* **Assigned task**
A precise repetition of every line below is the required answer.

▼▼▼

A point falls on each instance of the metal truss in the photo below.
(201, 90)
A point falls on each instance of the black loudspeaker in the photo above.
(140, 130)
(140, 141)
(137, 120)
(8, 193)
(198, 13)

▲▲▲

* **Response area**
A point falls on each instance of the metal truss in the photo below.
(201, 90)
A point falls on each instance of the black loudspeaker in the photo above.
(140, 130)
(140, 141)
(137, 120)
(8, 193)
(198, 13)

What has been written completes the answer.